Task description:
Pull out every line below that contains the word "post".

Task input:
= = = = = = =

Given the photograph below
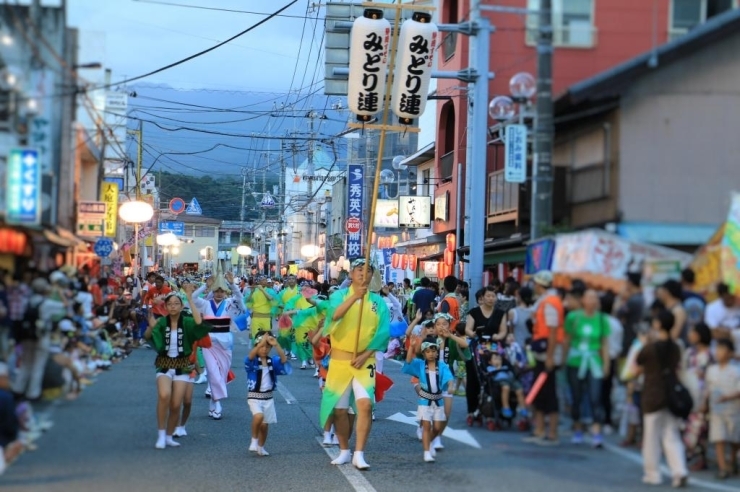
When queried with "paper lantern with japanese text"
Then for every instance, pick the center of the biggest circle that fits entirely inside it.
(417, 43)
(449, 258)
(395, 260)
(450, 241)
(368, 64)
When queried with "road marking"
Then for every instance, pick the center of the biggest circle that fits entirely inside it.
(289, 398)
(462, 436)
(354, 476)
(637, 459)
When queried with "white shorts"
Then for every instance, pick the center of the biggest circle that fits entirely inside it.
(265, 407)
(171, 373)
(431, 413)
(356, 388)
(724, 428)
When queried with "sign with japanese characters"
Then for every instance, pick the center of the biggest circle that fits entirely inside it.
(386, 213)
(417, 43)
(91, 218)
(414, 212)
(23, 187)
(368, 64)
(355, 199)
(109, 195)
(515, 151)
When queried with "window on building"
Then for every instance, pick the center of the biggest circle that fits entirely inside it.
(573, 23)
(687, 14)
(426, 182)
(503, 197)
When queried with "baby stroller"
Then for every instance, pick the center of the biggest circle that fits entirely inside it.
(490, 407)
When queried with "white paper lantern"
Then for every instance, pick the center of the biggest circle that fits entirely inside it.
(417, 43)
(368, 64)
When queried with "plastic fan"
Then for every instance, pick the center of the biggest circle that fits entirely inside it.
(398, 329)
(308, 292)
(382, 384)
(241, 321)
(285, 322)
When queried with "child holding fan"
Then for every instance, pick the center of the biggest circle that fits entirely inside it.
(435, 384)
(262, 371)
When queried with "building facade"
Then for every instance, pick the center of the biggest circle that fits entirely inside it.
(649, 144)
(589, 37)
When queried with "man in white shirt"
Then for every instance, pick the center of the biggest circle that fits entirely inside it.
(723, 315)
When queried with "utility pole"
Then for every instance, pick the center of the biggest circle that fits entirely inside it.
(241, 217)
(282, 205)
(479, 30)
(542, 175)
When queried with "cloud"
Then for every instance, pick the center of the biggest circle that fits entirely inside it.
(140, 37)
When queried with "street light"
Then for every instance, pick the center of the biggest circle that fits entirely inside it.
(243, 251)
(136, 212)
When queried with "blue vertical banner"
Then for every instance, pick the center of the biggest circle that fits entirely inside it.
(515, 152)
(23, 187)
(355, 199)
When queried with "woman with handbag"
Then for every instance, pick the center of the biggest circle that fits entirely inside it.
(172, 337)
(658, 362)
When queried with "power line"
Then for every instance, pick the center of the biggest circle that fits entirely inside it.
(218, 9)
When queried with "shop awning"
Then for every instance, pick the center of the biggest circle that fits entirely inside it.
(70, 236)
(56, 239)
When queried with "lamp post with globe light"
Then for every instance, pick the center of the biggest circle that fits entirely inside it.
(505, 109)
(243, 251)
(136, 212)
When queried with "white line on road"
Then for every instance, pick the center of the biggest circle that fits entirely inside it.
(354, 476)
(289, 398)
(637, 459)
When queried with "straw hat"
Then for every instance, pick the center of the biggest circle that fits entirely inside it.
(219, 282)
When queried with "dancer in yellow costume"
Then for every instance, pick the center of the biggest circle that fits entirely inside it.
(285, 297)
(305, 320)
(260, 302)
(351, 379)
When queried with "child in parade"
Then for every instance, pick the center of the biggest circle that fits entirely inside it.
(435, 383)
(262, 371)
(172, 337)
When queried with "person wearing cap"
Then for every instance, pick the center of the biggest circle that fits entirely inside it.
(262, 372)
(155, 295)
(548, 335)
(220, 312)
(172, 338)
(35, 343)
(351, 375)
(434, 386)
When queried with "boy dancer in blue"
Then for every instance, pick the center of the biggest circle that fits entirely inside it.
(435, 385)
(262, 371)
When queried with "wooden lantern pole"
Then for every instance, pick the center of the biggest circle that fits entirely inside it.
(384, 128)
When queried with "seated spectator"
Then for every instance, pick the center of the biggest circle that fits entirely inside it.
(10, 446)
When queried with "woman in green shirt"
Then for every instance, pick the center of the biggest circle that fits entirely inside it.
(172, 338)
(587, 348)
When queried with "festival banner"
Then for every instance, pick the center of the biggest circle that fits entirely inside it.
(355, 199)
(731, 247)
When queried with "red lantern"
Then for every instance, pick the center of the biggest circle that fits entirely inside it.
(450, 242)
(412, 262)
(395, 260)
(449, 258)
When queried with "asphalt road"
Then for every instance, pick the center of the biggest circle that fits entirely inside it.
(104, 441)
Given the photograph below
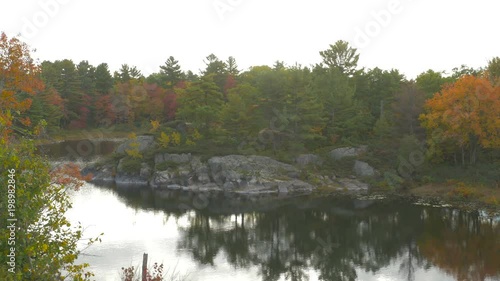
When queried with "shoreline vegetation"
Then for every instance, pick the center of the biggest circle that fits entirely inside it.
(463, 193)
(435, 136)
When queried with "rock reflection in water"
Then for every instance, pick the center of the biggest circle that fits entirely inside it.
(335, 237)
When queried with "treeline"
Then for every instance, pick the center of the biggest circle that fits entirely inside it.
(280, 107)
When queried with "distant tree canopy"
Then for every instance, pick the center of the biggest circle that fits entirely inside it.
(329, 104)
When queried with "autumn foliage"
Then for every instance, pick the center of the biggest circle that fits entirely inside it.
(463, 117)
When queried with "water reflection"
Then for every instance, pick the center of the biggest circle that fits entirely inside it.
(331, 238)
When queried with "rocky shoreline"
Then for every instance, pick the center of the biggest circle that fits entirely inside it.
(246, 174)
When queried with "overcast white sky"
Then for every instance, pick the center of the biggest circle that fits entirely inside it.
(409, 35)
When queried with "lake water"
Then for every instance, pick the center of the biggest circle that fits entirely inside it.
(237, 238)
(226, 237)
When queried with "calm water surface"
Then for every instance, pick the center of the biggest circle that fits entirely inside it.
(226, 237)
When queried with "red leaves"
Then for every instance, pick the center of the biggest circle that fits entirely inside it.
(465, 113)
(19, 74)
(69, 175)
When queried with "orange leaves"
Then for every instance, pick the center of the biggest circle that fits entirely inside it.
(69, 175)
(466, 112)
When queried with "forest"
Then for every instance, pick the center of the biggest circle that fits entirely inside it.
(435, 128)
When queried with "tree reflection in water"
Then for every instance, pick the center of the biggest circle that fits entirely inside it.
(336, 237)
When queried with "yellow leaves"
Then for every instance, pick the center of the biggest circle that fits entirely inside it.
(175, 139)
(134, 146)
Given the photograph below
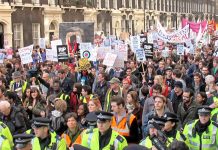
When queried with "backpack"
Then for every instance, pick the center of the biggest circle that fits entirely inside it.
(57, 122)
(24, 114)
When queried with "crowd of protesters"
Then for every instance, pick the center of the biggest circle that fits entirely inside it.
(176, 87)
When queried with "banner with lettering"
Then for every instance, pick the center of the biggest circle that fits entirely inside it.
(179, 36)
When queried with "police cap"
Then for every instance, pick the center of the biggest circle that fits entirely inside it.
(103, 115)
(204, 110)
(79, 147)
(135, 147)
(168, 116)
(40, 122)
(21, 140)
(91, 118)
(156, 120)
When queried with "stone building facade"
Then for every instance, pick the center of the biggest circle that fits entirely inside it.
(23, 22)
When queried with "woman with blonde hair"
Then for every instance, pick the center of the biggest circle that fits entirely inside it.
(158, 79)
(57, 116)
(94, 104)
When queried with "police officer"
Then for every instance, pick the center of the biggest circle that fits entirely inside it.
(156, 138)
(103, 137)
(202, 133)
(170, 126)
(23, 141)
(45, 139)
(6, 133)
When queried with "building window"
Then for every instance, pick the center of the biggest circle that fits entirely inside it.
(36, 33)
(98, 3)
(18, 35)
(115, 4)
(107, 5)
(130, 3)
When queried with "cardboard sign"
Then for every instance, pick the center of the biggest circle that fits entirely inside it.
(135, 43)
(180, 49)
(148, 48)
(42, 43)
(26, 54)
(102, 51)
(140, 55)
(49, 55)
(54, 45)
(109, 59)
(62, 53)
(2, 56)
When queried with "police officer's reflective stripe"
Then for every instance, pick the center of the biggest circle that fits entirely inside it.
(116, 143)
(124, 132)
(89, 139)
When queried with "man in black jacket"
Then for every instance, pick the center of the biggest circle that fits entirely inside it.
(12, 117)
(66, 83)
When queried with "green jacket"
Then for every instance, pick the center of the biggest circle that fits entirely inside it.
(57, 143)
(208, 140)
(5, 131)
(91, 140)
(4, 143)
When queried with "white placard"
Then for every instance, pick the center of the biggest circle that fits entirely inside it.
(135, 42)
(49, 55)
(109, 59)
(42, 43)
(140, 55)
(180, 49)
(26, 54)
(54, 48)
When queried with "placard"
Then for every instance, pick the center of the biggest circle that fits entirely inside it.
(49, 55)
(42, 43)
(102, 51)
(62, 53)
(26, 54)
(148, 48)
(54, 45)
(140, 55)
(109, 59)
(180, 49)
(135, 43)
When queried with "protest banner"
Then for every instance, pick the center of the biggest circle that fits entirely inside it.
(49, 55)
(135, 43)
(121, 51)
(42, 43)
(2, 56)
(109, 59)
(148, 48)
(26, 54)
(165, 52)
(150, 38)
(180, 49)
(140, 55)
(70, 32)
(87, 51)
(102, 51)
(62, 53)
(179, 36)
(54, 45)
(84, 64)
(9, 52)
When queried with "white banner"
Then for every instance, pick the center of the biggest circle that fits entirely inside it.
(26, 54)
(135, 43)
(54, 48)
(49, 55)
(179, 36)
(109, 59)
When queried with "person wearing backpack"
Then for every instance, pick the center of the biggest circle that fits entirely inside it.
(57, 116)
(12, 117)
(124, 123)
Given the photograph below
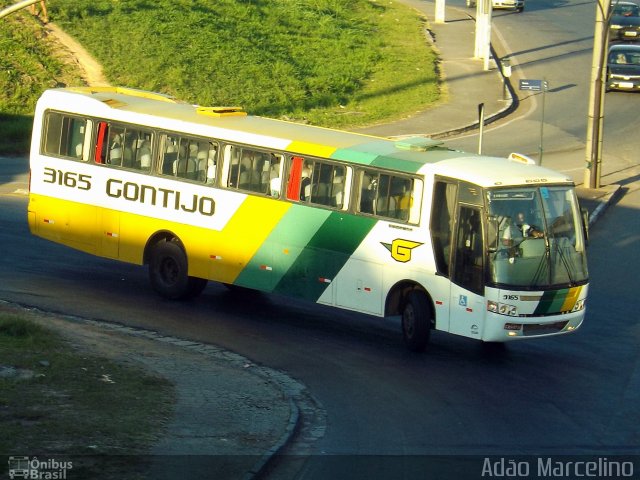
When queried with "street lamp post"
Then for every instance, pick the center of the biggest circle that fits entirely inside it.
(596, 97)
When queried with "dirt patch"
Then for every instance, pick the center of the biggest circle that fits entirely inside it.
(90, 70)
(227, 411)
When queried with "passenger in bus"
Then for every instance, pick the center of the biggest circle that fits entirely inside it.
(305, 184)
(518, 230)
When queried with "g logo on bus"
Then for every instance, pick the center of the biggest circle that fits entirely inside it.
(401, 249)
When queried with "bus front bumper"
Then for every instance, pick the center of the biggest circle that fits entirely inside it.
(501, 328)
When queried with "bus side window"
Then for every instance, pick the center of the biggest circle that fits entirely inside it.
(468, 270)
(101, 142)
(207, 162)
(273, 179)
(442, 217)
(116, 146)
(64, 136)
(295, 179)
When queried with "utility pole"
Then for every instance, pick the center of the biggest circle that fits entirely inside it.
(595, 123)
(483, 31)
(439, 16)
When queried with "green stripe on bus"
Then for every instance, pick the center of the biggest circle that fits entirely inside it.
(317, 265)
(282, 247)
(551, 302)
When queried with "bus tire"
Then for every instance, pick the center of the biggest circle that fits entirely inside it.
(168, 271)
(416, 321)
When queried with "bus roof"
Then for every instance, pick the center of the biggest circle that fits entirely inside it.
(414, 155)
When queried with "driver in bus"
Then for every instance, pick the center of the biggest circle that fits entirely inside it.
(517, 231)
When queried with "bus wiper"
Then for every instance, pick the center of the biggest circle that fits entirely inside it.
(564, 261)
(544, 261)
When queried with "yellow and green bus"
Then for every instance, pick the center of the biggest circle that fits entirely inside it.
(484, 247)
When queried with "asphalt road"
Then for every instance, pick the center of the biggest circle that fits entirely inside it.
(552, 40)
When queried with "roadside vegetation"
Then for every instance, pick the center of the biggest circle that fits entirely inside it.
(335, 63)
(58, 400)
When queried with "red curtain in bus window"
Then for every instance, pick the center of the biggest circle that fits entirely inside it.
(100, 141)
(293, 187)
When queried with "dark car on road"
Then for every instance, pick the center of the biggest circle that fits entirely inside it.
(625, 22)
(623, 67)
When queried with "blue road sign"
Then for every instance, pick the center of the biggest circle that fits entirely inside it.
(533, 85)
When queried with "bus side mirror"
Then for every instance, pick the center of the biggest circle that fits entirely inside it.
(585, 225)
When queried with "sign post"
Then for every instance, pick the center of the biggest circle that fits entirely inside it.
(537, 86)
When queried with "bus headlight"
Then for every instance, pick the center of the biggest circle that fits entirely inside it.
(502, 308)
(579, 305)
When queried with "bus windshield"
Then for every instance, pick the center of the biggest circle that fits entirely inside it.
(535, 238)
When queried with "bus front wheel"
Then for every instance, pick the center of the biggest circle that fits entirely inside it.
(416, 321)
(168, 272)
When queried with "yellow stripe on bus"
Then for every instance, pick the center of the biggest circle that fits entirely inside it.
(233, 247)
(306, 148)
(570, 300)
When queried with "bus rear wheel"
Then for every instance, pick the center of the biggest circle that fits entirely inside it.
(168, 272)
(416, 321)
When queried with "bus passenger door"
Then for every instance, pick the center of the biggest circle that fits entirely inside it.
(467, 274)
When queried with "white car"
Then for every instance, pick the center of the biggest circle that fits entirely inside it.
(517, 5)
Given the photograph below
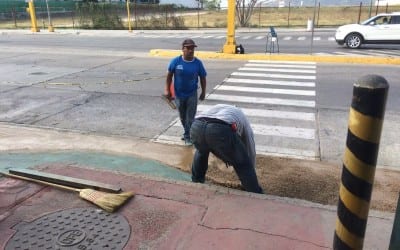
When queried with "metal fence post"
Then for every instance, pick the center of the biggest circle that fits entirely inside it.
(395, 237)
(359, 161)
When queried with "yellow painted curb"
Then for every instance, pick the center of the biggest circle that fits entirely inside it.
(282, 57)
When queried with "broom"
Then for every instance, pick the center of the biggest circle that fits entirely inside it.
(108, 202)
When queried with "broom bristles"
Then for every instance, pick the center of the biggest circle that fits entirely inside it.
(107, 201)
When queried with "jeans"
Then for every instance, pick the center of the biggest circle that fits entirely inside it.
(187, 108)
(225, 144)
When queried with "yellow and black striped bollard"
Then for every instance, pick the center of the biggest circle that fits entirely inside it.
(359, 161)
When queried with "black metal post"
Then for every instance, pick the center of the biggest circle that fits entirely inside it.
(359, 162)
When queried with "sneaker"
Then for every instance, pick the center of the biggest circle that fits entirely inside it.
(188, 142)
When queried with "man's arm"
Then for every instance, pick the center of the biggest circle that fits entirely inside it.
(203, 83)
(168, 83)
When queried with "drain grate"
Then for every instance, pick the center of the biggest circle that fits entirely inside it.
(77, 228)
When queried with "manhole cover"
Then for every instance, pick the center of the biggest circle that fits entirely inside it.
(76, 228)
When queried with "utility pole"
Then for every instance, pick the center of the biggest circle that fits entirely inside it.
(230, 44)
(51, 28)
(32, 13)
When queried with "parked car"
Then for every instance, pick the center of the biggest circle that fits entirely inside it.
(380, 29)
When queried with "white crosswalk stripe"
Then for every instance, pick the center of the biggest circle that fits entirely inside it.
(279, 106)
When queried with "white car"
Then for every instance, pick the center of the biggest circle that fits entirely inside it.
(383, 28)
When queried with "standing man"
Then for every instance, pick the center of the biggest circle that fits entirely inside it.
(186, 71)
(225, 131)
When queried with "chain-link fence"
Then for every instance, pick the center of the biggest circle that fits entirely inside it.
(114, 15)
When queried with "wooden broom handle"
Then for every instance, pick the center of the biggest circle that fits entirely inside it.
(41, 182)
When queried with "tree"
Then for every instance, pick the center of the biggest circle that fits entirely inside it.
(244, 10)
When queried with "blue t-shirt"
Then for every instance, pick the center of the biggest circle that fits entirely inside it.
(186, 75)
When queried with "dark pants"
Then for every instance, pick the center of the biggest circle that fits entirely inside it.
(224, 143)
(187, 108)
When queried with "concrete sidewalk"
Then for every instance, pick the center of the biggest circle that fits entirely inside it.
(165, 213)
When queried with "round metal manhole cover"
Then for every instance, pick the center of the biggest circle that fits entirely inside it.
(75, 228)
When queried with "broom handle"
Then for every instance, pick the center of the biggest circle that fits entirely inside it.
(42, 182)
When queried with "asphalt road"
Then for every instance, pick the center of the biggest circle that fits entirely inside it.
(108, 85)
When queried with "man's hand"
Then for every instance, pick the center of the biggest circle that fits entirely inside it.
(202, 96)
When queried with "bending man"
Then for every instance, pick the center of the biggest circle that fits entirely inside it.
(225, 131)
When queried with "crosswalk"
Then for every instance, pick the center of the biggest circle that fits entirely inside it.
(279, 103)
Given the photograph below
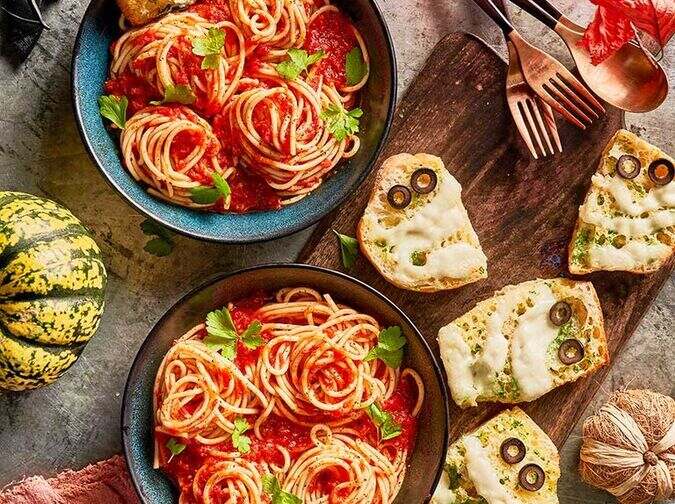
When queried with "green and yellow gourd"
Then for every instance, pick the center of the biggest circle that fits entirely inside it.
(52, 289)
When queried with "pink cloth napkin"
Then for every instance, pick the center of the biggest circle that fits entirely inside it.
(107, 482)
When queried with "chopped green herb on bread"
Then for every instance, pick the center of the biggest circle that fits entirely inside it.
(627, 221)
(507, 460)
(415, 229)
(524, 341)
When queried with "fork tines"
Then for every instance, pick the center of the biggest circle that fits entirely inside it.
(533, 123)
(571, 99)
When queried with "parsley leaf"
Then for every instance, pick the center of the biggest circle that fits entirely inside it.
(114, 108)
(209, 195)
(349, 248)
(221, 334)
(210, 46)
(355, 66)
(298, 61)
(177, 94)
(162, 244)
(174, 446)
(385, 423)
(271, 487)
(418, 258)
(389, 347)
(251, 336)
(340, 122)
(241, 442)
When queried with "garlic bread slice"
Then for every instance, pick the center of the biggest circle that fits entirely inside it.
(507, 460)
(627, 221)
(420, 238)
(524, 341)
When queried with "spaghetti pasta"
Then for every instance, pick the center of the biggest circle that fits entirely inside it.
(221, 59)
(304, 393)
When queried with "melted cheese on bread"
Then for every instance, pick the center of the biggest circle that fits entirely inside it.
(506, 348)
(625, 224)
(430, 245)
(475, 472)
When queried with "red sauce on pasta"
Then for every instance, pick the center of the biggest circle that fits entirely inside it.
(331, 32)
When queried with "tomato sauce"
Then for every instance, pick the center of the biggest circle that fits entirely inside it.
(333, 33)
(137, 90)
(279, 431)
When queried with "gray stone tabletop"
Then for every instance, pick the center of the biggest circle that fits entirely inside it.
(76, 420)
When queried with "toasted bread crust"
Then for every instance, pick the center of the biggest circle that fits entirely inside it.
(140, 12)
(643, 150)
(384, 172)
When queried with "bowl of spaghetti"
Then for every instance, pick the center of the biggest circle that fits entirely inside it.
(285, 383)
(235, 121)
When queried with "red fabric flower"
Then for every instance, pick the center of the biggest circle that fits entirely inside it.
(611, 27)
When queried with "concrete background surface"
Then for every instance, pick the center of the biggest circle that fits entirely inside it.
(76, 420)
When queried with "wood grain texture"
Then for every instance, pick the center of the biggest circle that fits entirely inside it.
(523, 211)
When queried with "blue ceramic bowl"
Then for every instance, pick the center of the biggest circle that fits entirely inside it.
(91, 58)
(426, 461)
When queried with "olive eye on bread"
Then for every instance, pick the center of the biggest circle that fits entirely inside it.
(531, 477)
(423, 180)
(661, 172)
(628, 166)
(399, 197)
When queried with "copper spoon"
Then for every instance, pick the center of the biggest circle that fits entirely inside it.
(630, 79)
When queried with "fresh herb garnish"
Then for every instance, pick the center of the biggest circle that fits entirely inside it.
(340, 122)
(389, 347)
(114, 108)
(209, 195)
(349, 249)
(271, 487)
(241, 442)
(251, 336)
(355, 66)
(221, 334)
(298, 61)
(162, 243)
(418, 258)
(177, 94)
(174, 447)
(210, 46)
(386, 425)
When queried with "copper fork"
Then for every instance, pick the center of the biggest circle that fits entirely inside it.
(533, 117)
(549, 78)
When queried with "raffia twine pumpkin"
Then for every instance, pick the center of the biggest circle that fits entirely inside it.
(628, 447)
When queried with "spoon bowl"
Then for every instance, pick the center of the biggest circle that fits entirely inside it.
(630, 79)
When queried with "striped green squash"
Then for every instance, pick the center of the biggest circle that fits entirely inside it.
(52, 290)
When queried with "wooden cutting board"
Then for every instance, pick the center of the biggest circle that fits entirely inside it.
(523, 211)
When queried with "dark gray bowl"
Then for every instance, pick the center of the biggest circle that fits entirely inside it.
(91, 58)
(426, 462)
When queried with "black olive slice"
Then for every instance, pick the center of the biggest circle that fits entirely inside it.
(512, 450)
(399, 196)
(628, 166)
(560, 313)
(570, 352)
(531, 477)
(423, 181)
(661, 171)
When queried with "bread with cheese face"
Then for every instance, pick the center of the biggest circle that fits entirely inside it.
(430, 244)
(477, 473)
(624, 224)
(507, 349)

= = = = = = =

Exercise output:
When queried with "lamp post with globe light"
When queried with "street lamp post"
When queried with "sign post"
When queried with "metal fence post"
When queried with "black metal post"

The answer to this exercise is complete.